== Data section ==

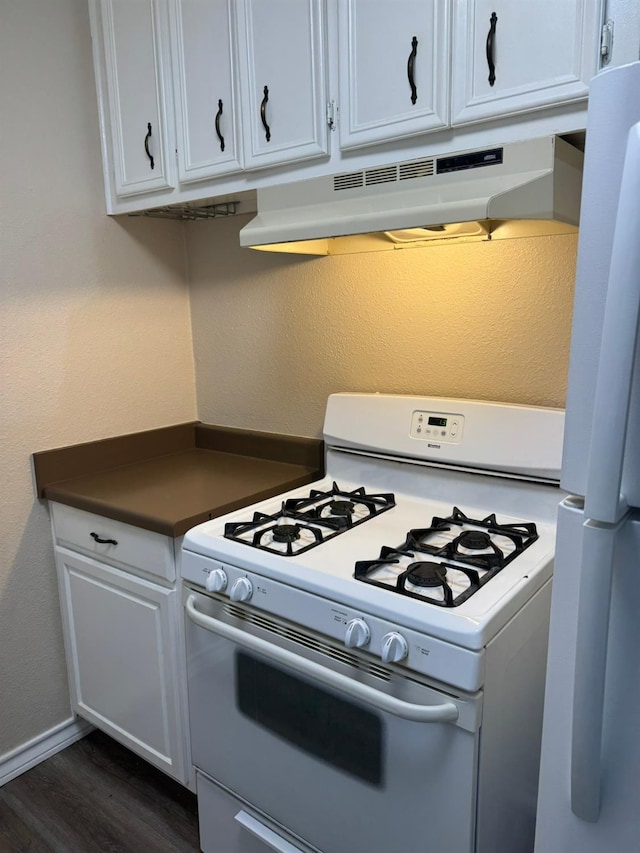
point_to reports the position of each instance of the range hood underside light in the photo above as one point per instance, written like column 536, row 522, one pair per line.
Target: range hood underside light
column 533, row 189
column 450, row 233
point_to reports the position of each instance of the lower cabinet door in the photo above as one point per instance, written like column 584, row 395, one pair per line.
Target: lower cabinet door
column 122, row 641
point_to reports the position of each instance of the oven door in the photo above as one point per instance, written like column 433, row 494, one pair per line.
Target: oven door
column 343, row 752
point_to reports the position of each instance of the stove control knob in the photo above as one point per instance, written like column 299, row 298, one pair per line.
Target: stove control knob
column 394, row 647
column 216, row 580
column 241, row 590
column 357, row 634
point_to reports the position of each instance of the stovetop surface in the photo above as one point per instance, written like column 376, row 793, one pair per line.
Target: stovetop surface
column 419, row 493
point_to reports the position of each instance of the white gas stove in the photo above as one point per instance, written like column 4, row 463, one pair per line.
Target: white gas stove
column 424, row 556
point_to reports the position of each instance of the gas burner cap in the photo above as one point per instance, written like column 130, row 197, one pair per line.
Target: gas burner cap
column 426, row 574
column 342, row 507
column 475, row 540
column 286, row 532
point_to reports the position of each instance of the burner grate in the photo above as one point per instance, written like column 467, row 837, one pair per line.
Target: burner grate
column 303, row 523
column 468, row 559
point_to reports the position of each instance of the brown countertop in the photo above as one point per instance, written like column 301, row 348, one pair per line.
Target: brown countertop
column 170, row 479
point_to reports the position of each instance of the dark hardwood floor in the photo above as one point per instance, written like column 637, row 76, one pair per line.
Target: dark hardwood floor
column 96, row 796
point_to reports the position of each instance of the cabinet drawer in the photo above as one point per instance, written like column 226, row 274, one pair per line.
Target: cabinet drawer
column 139, row 551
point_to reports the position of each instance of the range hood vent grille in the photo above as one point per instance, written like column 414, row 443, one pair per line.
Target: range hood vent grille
column 416, row 169
column 384, row 175
column 525, row 188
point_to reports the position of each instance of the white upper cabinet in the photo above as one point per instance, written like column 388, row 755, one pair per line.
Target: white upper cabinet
column 136, row 63
column 393, row 69
column 512, row 56
column 207, row 108
column 282, row 70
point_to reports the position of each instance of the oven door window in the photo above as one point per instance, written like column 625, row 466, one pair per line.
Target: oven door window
column 326, row 726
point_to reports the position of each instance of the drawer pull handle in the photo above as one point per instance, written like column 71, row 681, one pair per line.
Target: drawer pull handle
column 491, row 62
column 410, row 64
column 263, row 114
column 146, row 145
column 97, row 538
column 218, row 117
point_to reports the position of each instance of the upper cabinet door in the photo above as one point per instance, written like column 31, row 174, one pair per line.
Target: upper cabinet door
column 511, row 56
column 136, row 46
column 282, row 57
column 207, row 113
column 393, row 67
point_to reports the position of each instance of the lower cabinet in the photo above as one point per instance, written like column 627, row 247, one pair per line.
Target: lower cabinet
column 122, row 639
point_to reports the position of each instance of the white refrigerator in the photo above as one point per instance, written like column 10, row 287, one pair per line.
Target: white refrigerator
column 589, row 794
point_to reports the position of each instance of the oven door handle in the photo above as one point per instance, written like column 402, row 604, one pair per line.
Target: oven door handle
column 447, row 712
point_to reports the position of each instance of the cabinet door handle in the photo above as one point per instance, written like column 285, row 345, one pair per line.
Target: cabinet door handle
column 263, row 113
column 493, row 20
column 410, row 64
column 220, row 136
column 101, row 541
column 146, row 145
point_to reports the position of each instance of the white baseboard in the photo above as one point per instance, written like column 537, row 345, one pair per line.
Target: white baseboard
column 43, row 746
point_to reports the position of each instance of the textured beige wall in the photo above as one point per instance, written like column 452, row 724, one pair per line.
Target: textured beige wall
column 275, row 334
column 94, row 328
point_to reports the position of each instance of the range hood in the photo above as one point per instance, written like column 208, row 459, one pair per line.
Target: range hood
column 520, row 189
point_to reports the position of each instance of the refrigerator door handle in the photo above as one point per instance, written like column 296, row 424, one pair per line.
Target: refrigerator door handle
column 590, row 668
column 603, row 499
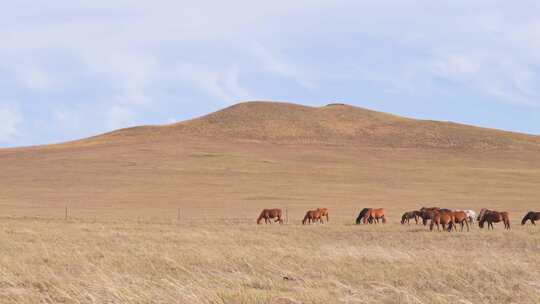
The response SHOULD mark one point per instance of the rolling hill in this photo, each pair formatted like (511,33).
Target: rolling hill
(332,124)
(258,154)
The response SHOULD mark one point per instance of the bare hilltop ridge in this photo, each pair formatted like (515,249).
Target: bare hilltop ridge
(256,155)
(278,122)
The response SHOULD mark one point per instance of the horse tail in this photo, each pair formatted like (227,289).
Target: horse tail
(305,218)
(525,218)
(260,217)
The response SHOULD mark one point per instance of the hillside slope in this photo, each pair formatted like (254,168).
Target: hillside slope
(332,124)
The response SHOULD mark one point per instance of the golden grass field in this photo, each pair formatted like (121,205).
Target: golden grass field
(123,241)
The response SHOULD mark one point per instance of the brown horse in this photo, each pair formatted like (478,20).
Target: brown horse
(532,216)
(324,213)
(491,216)
(312,216)
(362,215)
(427,214)
(460,217)
(268,214)
(375,214)
(443,219)
(407,216)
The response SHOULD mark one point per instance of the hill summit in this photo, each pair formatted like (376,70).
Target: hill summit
(289,123)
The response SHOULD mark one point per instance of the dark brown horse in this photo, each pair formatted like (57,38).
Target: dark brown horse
(532,216)
(491,216)
(268,214)
(442,219)
(312,216)
(324,213)
(461,217)
(407,216)
(375,214)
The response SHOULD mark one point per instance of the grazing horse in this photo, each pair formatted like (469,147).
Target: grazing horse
(443,219)
(407,216)
(375,214)
(470,214)
(268,214)
(491,217)
(312,216)
(461,217)
(324,213)
(361,216)
(532,216)
(427,214)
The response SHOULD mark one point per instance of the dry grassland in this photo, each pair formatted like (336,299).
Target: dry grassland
(52,261)
(124,244)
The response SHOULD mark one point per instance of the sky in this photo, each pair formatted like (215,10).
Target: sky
(71,69)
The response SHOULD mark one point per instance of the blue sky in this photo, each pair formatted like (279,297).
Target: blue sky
(71,69)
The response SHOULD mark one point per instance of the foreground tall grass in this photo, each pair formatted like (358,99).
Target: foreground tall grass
(53,261)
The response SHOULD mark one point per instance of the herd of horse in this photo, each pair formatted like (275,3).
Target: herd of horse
(447,219)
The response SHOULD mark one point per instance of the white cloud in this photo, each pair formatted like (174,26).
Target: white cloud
(276,64)
(221,84)
(10,119)
(120,117)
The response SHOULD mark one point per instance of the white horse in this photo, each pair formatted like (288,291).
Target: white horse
(470,214)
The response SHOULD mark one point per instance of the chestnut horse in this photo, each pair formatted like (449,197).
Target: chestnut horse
(491,217)
(268,214)
(324,213)
(443,219)
(312,216)
(375,214)
(362,215)
(428,214)
(461,217)
(532,216)
(407,216)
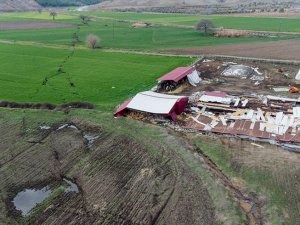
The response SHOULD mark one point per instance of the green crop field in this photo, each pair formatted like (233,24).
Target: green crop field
(232,22)
(34,16)
(120,35)
(104,79)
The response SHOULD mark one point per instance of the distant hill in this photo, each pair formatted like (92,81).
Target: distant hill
(61,3)
(32,5)
(18,5)
(176,3)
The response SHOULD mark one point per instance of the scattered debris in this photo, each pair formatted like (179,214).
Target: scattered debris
(257,145)
(242,72)
(45,127)
(251,113)
(298,76)
(281,89)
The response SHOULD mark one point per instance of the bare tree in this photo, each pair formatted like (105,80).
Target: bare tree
(92,41)
(53,14)
(205,25)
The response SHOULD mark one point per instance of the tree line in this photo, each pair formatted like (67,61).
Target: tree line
(62,3)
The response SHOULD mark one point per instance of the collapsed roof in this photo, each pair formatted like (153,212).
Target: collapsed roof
(156,103)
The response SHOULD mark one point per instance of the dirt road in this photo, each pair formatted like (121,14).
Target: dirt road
(282,50)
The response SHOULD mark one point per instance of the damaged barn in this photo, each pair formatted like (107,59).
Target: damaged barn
(237,98)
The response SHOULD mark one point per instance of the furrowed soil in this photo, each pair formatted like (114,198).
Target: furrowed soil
(282,50)
(29,25)
(122,179)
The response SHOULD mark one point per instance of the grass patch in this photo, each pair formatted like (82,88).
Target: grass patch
(232,22)
(259,180)
(120,35)
(101,78)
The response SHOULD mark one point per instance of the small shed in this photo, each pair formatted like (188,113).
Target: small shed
(155,103)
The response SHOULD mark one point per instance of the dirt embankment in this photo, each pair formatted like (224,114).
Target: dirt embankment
(121,180)
(30,25)
(282,50)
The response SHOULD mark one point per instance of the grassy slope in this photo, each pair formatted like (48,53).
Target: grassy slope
(93,73)
(278,183)
(118,34)
(244,23)
(226,210)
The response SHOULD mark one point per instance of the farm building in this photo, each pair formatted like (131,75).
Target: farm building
(155,103)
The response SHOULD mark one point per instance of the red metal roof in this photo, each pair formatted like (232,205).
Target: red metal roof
(216,93)
(177,74)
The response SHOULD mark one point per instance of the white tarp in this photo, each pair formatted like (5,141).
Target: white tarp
(223,100)
(296,112)
(283,99)
(194,78)
(153,102)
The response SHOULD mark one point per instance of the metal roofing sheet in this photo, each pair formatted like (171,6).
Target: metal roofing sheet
(152,102)
(177,74)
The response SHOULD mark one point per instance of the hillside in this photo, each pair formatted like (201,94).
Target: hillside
(18,5)
(182,3)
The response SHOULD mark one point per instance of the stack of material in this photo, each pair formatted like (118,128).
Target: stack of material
(278,126)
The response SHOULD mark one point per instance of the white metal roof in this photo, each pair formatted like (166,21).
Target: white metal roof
(153,102)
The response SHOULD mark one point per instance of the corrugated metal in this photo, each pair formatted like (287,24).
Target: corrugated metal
(177,74)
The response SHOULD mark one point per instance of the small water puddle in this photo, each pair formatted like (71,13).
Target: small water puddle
(26,200)
(90,139)
(72,186)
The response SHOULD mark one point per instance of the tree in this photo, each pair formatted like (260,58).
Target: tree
(92,41)
(205,25)
(85,19)
(53,14)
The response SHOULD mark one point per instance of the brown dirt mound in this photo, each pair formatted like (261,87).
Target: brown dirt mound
(121,180)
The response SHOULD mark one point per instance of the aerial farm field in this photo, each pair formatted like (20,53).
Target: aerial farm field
(231,22)
(92,168)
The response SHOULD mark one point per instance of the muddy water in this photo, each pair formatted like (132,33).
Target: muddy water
(72,186)
(26,200)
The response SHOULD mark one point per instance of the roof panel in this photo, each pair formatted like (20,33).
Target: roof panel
(177,74)
(153,102)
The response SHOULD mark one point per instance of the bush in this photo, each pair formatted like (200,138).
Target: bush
(205,25)
(92,41)
(231,33)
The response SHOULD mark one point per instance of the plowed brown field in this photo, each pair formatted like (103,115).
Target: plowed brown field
(282,50)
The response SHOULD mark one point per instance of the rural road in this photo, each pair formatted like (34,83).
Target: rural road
(283,50)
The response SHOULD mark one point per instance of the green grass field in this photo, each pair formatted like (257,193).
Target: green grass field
(233,22)
(120,35)
(105,79)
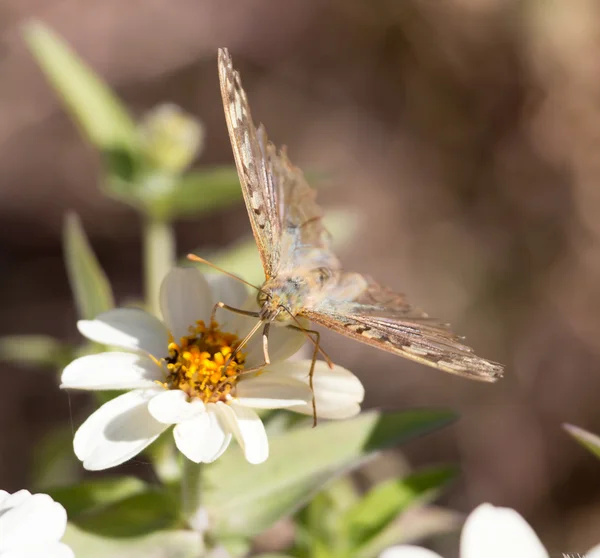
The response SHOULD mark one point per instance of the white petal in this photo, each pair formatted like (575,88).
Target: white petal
(15,499)
(117,431)
(272,392)
(127,328)
(408,551)
(202,439)
(173,406)
(55,550)
(185,298)
(248,430)
(499,532)
(338,392)
(111,371)
(228,290)
(38,514)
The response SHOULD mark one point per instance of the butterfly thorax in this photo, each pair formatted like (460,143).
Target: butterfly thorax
(284,296)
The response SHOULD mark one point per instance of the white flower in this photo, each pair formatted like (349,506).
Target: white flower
(176,376)
(31,526)
(489,532)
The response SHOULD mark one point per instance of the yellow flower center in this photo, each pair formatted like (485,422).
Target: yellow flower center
(201,364)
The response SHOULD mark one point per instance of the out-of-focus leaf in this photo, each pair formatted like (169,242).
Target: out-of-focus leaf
(55,463)
(165,544)
(139,514)
(411,527)
(245,499)
(198,192)
(389,499)
(236,547)
(242,258)
(91,495)
(100,115)
(34,350)
(91,290)
(588,440)
(170,138)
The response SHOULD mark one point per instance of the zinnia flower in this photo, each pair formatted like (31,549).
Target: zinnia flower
(181,372)
(31,526)
(490,532)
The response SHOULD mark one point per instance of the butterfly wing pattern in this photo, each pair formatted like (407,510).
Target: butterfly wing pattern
(287,225)
(385,320)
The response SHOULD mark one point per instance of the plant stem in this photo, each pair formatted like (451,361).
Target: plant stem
(191,496)
(159,257)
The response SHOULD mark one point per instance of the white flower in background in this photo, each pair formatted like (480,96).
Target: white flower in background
(176,376)
(31,526)
(490,532)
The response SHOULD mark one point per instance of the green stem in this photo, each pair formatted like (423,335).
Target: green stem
(191,496)
(159,257)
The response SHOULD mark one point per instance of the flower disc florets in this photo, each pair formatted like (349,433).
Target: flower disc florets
(205,364)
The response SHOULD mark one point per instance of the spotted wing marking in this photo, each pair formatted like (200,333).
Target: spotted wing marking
(385,320)
(251,153)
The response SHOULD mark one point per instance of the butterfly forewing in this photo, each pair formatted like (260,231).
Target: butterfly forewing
(250,150)
(292,241)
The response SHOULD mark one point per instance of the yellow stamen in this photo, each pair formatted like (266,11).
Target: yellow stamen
(196,364)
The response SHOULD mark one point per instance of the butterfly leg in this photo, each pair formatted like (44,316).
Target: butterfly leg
(317,345)
(230,309)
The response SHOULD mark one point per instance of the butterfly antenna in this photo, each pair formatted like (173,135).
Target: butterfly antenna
(194,258)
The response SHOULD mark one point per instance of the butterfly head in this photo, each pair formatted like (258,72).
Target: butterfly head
(285,296)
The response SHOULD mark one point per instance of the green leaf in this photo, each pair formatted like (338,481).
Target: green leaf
(243,260)
(389,499)
(245,499)
(91,290)
(34,350)
(202,191)
(100,115)
(412,527)
(133,516)
(165,544)
(92,495)
(588,440)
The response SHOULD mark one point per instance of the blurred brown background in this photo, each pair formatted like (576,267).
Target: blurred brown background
(466,134)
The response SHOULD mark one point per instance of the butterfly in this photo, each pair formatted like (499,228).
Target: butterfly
(304,278)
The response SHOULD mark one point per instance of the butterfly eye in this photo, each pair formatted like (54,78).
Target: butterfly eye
(262,297)
(323,274)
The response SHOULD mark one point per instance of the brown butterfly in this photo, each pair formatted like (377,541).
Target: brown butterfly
(304,278)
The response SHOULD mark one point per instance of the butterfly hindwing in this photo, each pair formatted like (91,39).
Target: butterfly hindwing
(294,244)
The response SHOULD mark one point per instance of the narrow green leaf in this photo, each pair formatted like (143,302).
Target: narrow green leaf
(387,500)
(588,440)
(139,514)
(91,495)
(91,290)
(245,499)
(409,528)
(199,192)
(164,544)
(100,115)
(34,350)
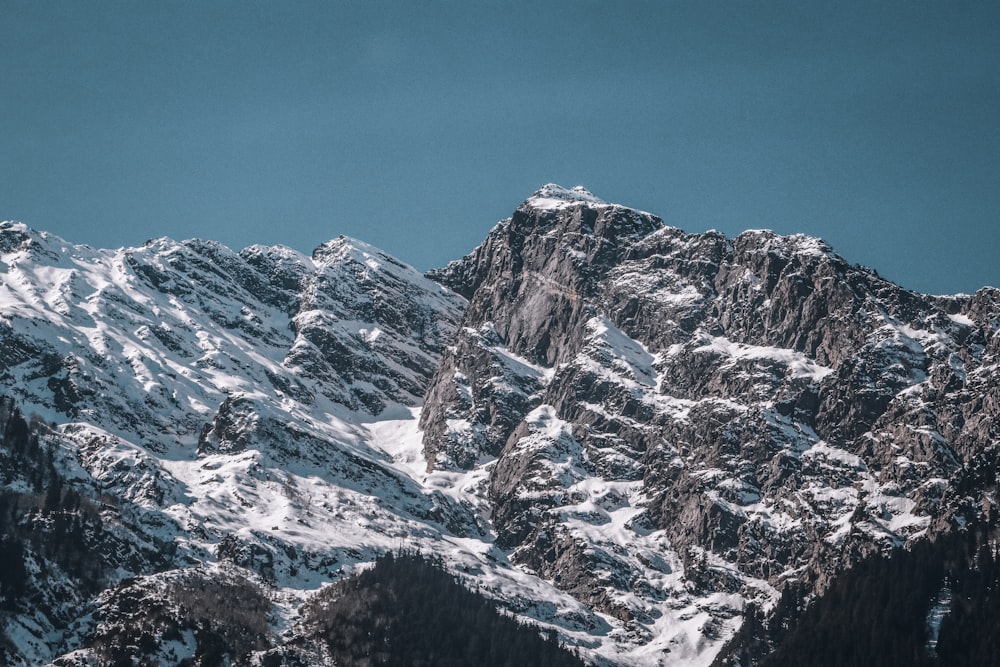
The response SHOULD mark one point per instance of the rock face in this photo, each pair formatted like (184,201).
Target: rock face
(766,409)
(616,429)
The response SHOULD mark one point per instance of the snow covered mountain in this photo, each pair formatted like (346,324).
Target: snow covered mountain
(618,430)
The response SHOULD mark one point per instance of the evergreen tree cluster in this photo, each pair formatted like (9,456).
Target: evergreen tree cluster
(49,532)
(220,618)
(408,610)
(877,613)
(41,517)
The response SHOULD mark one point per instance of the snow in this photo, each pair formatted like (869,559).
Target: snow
(798,364)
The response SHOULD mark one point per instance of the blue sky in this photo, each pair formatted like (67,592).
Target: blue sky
(415,126)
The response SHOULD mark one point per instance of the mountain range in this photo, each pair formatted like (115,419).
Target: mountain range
(630,436)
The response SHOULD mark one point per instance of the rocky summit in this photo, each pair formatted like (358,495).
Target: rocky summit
(621,432)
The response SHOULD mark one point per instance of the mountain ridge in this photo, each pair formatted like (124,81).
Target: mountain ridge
(619,430)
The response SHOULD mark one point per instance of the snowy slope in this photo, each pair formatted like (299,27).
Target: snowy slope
(619,430)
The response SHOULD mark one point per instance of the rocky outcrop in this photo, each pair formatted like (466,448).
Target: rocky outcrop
(765,408)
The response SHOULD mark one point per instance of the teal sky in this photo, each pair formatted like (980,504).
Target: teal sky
(415,126)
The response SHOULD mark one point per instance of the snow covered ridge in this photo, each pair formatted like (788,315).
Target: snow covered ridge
(555,197)
(621,431)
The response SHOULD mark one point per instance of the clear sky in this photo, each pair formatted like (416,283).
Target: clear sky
(415,126)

===

### Try it
Starting with the line with "Target: rolling hill" above and going on through the line with "The response SHOULD mark one point per instance of the dark", transcribe every line exactly, both ends included, and add nothing.

### Response
Target: rolling hill
(332,124)
(258,154)
The response SHOULD mark one point per instance of the bare hilltop ridge in this photo, each pair formatted like (515,249).
Target: bare hilltop ridge
(256,155)
(278,122)
The response SHOULD mark one point per instance of the horse tail in this photo, each pair formatted like (227,289).
Target: horse tail
(305,218)
(525,218)
(260,217)
The response SHOULD mark one point per instance of the hillside slope in this photo, each pair formatted like (254,168).
Target: hillside slope
(332,124)
The response SHOULD mark one point per instance of the golden grass field in this photo, each pair formatted like (121,205).
Target: golden grass field
(123,241)
The response SHOULD mark one point per instance of the brown horse in this photo, each pair formatted like (478,20).
Target: brown horse
(532,216)
(324,213)
(491,216)
(312,216)
(362,215)
(427,214)
(460,217)
(268,214)
(375,214)
(443,219)
(407,216)
The response SHOULD mark one point per instance of the hill summit in this photo, each pair formatted like (376,70).
Target: hill summit
(289,123)
The response SHOULD mark one point per instance of the dark brown horse in this photo, each pair formatted like (57,38).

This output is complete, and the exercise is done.